### TASK PROMPT
The line containing "Identify the police cap" marks the end: restate word for word every line from the first line of the entries below through that one.

─── PROVIDED RECORDS ───

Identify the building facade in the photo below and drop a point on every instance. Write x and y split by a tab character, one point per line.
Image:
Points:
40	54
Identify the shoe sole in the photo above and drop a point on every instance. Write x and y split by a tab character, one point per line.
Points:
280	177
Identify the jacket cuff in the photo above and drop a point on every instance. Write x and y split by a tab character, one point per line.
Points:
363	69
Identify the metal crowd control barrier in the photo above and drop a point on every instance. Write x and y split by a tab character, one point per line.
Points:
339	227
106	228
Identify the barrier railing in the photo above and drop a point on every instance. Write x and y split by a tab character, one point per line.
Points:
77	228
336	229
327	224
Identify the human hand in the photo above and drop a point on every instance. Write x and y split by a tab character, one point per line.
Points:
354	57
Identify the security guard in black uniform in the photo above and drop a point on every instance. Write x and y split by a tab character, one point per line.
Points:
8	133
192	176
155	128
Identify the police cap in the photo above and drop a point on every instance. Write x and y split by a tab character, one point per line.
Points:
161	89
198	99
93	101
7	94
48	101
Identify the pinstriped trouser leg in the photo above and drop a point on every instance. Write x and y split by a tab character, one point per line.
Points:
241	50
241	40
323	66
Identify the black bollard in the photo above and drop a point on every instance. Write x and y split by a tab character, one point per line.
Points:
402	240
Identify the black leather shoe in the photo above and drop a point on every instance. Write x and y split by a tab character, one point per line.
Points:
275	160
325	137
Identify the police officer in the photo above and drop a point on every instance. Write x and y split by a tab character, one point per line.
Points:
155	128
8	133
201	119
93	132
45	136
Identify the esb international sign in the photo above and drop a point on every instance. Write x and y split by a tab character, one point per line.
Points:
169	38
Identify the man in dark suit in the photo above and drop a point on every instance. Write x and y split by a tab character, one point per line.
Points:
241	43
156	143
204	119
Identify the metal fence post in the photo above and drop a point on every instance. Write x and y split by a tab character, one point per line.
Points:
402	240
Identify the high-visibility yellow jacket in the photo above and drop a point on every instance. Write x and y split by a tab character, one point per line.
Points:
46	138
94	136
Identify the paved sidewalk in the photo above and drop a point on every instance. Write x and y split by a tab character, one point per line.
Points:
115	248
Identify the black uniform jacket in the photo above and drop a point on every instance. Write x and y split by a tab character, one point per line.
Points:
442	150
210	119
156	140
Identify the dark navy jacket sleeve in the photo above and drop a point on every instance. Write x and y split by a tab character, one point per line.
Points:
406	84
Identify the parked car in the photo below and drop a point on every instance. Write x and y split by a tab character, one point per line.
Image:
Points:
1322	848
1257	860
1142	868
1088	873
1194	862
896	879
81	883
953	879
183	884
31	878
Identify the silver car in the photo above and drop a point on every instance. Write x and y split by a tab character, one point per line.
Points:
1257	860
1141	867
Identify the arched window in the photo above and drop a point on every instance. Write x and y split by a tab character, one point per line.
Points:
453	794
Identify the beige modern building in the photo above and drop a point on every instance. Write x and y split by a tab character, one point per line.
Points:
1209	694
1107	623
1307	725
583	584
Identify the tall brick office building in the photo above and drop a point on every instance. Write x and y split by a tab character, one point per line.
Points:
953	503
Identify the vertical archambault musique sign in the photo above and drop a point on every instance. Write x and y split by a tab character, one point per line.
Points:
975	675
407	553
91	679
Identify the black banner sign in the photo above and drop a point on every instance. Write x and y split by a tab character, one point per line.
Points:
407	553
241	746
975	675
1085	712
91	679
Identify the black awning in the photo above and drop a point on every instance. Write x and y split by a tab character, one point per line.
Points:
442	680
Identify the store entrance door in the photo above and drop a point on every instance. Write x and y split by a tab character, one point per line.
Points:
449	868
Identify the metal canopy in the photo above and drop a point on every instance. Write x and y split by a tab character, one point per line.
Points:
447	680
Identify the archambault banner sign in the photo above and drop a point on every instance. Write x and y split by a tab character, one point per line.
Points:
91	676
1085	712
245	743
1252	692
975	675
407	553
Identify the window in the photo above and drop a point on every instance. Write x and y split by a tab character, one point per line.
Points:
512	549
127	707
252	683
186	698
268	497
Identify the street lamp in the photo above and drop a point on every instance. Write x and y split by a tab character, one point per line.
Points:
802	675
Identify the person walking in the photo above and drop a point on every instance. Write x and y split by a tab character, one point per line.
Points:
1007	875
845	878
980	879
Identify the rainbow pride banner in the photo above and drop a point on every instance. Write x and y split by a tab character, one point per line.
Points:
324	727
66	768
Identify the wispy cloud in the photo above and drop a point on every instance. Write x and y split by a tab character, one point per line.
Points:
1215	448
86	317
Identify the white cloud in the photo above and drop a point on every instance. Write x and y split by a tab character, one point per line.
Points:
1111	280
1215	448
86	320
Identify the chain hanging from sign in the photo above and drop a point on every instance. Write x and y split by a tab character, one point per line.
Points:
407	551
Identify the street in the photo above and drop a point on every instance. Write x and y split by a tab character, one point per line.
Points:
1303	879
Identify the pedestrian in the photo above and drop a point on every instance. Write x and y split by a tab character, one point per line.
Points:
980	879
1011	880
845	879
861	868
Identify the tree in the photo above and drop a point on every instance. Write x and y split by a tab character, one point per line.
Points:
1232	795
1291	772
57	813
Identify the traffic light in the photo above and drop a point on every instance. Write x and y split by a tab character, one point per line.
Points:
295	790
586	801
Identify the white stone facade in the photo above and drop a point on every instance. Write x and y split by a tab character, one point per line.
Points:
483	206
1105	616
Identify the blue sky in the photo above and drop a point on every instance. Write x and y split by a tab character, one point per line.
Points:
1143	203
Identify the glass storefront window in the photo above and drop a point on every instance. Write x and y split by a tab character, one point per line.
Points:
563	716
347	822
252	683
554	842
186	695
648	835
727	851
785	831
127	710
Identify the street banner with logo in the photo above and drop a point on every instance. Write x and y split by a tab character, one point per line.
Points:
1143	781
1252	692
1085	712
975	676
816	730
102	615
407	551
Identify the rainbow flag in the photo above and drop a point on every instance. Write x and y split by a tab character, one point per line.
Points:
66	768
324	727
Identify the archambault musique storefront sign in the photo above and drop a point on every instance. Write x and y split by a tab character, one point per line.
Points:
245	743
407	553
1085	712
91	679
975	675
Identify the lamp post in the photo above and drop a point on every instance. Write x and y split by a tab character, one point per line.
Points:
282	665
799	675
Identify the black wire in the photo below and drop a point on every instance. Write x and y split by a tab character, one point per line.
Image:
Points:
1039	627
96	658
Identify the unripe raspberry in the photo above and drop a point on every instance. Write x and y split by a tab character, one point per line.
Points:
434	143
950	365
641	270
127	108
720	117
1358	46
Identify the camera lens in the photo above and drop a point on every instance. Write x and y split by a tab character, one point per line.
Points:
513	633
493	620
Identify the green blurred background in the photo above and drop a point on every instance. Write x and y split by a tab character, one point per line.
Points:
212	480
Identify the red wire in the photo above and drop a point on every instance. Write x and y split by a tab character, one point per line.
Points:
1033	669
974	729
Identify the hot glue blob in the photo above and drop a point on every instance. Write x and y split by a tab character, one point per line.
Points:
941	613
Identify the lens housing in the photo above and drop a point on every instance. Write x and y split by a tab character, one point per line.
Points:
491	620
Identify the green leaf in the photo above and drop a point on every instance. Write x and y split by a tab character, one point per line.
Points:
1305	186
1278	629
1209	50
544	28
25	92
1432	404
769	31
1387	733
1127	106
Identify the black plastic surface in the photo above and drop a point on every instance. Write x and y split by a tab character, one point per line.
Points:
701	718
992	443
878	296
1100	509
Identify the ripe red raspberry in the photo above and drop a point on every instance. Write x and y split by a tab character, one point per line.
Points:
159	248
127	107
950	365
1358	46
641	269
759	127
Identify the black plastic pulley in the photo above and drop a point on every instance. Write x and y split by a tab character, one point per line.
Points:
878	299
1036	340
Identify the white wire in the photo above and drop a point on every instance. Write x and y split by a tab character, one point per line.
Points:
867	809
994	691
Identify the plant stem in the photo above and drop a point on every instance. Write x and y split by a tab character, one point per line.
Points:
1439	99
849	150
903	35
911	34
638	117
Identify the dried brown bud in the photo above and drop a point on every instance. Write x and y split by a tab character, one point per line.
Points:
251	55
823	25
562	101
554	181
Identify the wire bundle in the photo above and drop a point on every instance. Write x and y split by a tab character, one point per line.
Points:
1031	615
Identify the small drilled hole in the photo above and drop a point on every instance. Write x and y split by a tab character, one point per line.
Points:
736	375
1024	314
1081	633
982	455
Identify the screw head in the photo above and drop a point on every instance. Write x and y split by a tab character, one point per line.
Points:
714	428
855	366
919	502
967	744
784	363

───

### RESPONSE TO THIS EXERCISE
Identify the building facade in the photo below and drop a point on every instance. Write x and y split by a tab character, one point per line.
Image:
Points:
40	54
Identify the shoe sole in the photo above and drop a point on every instance. Write x and y split by a tab character, one point per line.
Points:
280	177
Identify the jacket cuff in the photo above and drop a point on every instance. Write x and y split by a tab character, one point per line.
Points:
363	69
Identify the metal crowd control barrier in the photo above and drop a point on every instance. Write x and y split by a tab character, one point per line.
Points:
339	227
106	228
Identify the barrier railing in the photo above and drop a point on every instance. Write x and y split by a tab character, one point per line.
Points:
77	228
336	229
327	224
Identify the human hand in the photo above and drop a point on every instance. Write x and y split by a tab character, one point per line.
Points:
354	57
Identify the security guard in black uniform in the photo above and drop a point on every instance. Write x and y split by a tab character, one point per line.
Points:
8	133
192	176
155	128
Identify the police cap in the photo above and drop a point on every instance. Write x and y split by a tab character, one point per line.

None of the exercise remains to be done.